**Task instructions**.
Copy the data precisely, character for character, and leave out every picture.

**Excerpted data**.
--- START ---
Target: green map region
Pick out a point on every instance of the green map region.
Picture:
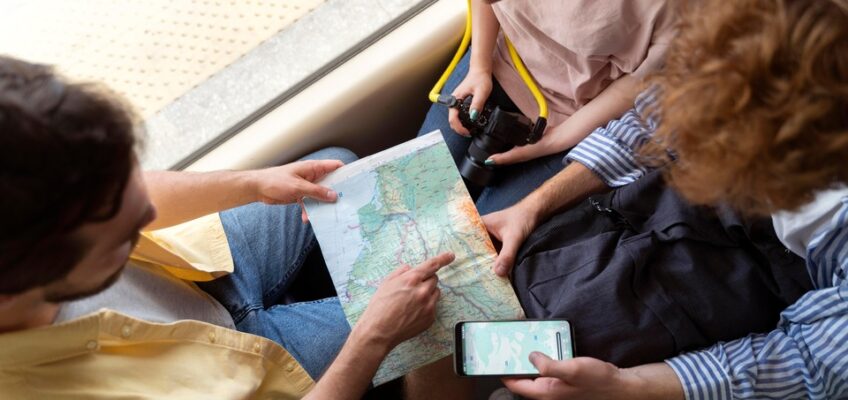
(402, 206)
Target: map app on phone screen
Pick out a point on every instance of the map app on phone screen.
(504, 347)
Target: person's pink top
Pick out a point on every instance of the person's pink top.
(575, 48)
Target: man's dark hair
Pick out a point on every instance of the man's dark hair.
(66, 154)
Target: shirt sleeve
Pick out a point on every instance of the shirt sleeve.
(804, 358)
(610, 151)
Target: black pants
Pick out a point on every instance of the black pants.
(643, 276)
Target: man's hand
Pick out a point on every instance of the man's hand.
(477, 83)
(404, 304)
(589, 378)
(511, 227)
(292, 182)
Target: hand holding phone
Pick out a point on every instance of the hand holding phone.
(502, 348)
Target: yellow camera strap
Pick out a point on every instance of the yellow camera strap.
(516, 60)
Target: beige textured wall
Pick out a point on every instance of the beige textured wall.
(149, 51)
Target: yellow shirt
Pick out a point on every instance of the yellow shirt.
(111, 355)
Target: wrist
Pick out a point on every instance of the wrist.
(250, 182)
(651, 381)
(362, 336)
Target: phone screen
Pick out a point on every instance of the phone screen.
(504, 347)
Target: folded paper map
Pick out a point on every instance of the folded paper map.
(402, 206)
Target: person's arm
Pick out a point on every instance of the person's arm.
(478, 80)
(182, 196)
(611, 103)
(589, 378)
(403, 306)
(606, 159)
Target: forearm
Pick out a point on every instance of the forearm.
(652, 381)
(484, 36)
(350, 374)
(610, 104)
(182, 196)
(570, 186)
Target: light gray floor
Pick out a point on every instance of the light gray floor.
(273, 71)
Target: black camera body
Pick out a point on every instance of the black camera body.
(494, 131)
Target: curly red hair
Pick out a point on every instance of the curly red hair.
(754, 103)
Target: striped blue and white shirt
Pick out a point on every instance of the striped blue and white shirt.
(806, 356)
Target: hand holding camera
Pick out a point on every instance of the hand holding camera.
(493, 131)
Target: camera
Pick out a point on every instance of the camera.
(494, 131)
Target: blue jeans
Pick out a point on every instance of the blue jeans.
(269, 245)
(512, 182)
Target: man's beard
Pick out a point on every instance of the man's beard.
(60, 295)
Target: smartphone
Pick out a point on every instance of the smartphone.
(502, 348)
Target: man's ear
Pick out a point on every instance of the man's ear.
(6, 298)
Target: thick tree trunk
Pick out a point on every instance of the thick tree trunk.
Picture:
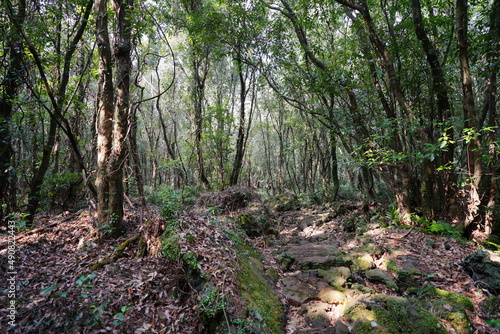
(104, 116)
(240, 140)
(199, 96)
(492, 219)
(437, 191)
(112, 116)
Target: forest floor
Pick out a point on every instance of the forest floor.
(58, 292)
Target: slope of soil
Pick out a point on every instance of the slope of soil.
(58, 292)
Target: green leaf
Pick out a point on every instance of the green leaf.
(47, 290)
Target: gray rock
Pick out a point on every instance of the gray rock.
(381, 276)
(311, 255)
(296, 291)
(483, 269)
(336, 276)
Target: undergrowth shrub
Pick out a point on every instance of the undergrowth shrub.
(60, 190)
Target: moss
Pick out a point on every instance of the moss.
(262, 305)
(460, 322)
(454, 299)
(170, 245)
(392, 315)
(449, 306)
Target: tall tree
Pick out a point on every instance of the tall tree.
(9, 88)
(471, 126)
(113, 109)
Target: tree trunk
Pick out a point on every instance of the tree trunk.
(135, 156)
(240, 140)
(492, 219)
(9, 87)
(112, 115)
(474, 167)
(199, 96)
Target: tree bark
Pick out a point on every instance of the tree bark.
(474, 166)
(10, 84)
(240, 140)
(436, 185)
(112, 114)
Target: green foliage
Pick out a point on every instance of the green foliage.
(58, 189)
(172, 201)
(120, 316)
(443, 228)
(211, 303)
(20, 218)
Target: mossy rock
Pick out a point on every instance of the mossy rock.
(262, 310)
(450, 307)
(254, 226)
(381, 276)
(336, 276)
(388, 315)
(362, 262)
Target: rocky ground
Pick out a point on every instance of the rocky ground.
(341, 275)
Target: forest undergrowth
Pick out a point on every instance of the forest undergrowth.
(58, 291)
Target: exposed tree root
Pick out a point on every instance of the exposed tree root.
(116, 254)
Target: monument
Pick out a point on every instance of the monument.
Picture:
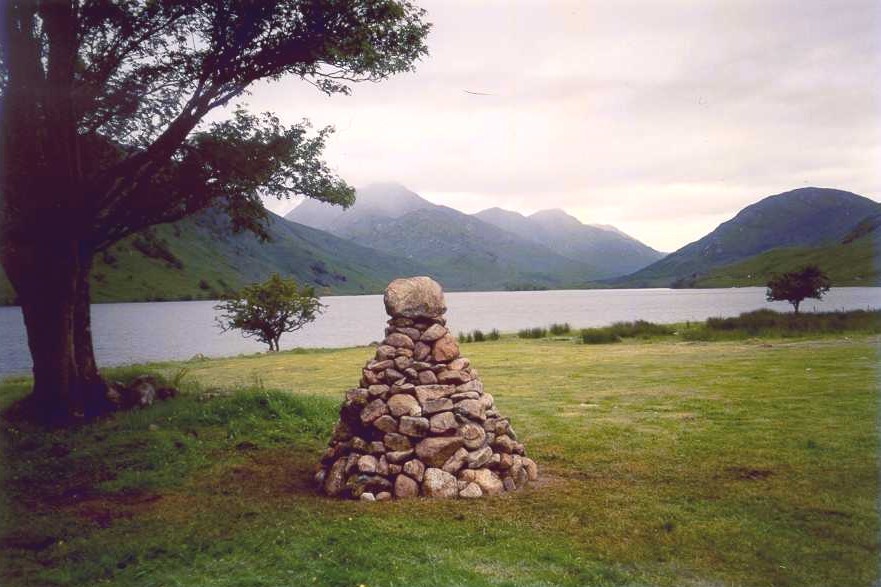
(420, 423)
--- END ---
**Response**.
Target: green map region
Pick out a point on every instance of the green map region.
Picture:
(402, 206)
Target: map app on phone screen
Pick out a point on every instance of the map app on phone screen.
(504, 347)
Target: person's pink top
Pick out a point on every instance of the person's pink top.
(575, 48)
Target: man's dark hair
Pick out a point on every instance of the man's dark hair.
(66, 154)
Target: shirt sleeve
Pick out a point on every instance of the shirt sleeve.
(804, 358)
(610, 151)
Target: black pants
Pick out a point on every instance of the black pants.
(643, 276)
Target: man's hand
Pick out a point on every instance of the man's hand.
(477, 83)
(404, 304)
(589, 378)
(511, 227)
(292, 182)
Target: hand holding phone
Pick out a point on every instance of the hand holding phone.
(502, 348)
Target: yellow camera strap
Pick out a point on every instance of the yellow camera strap.
(516, 60)
Target: beige textured wall
Pick out a point on every instance of the beige textured wall.
(149, 51)
Target: yellow shirt
Pick out a point on every instance of the yellow shirt.
(111, 355)
Target: wrist
Pick out a point on every instance of the wrist.
(250, 182)
(651, 381)
(362, 336)
Target: phone screen
Pick out a point on every instance of the phone screen.
(504, 347)
Target: folded paper map
Pick out a point on every instance of the folded paper map.
(402, 206)
Target: person's arm
Pick out a point on every instance of the person's arm.
(478, 80)
(182, 196)
(611, 103)
(589, 378)
(403, 306)
(606, 159)
Target: forearm
Pick out a point on every instance of the forearm.
(652, 381)
(484, 36)
(350, 374)
(610, 104)
(182, 196)
(570, 186)
Target: light gray floor
Pick out a point on every instance of the light gray floor.
(273, 71)
Target: black camera body
Pick out a point on every instance of the black camera body.
(494, 131)
Target: curly red hair
Pick out a point on every instance of the curly red hair.
(754, 103)
Target: striped blue and white shirt
Pick out a point on every instance of the striped blue and white shirt.
(806, 356)
Target: hand holding camera
Pick out a point on every instance of the hand holding camera.
(493, 131)
Target: camera
Pick out a point on every instance of the camera.
(494, 131)
Target: blue jeans
Pick out a point on every instance of the blue jeans.
(269, 245)
(512, 182)
Target: man's beard
Pick out a point on every instance of the man's beard.
(60, 295)
Target: smartphone
Pick out a point on every instance of the smartphone.
(502, 348)
Target: man's ear
Pick out a point on every instance of the man's ear.
(6, 298)
Target: thick tree trunk
Pick out a point on every instance of the thick tree trunk.
Picture:
(104, 116)
(240, 140)
(199, 96)
(492, 219)
(437, 191)
(112, 116)
Target: forest floor
Pick out a point on every instance of the forest floor.
(58, 292)
Target: slope of soil
Pick out a point on every instance of the slope of soil.
(58, 292)
Target: green leaf
Pick out a point on every instance of the green leaf.
(47, 290)
Target: gray rock
Pick out a point on every instance of the gray rock.
(381, 276)
(311, 255)
(296, 291)
(483, 269)
(336, 276)
Target: undergrowth shrub
Pick out a point on every instance of the undergrowth shrub.
(60, 190)
Target: moss
Pick out a point on every instance of the moss.
(262, 305)
(460, 322)
(454, 299)
(170, 245)
(392, 315)
(449, 306)
Target: tall tree
Pick out a point on every instance of the tall tree.
(9, 88)
(471, 126)
(113, 109)
Target: tree trunk
Pick out a point on every instance of the tree trunk.
(135, 156)
(240, 140)
(492, 219)
(9, 87)
(112, 115)
(474, 167)
(199, 96)
Target: tree bark
Pick out a point on every instance of the tree bark.
(474, 166)
(10, 84)
(240, 140)
(436, 185)
(112, 114)
Target: green foliage
Pick out a point on every instance of the green foliage.
(58, 189)
(172, 201)
(120, 316)
(443, 228)
(211, 303)
(20, 218)
Target: mossy rock
Pick out a point on every instance of the mossy rock.
(262, 310)
(450, 307)
(254, 226)
(381, 276)
(336, 276)
(388, 315)
(362, 262)
Target: rocky ground
Pick out a point on every instance of the rocky ground.
(341, 275)
Target: forest undergrowth
Pick out a point on every instance of the forest undergrowth.
(58, 291)
Target: exposed tree root
Pick out a point on every instance of the exposed tree root.
(116, 254)
Target: monument
Pick out a point on every instance of the monument.
Picture:
(420, 423)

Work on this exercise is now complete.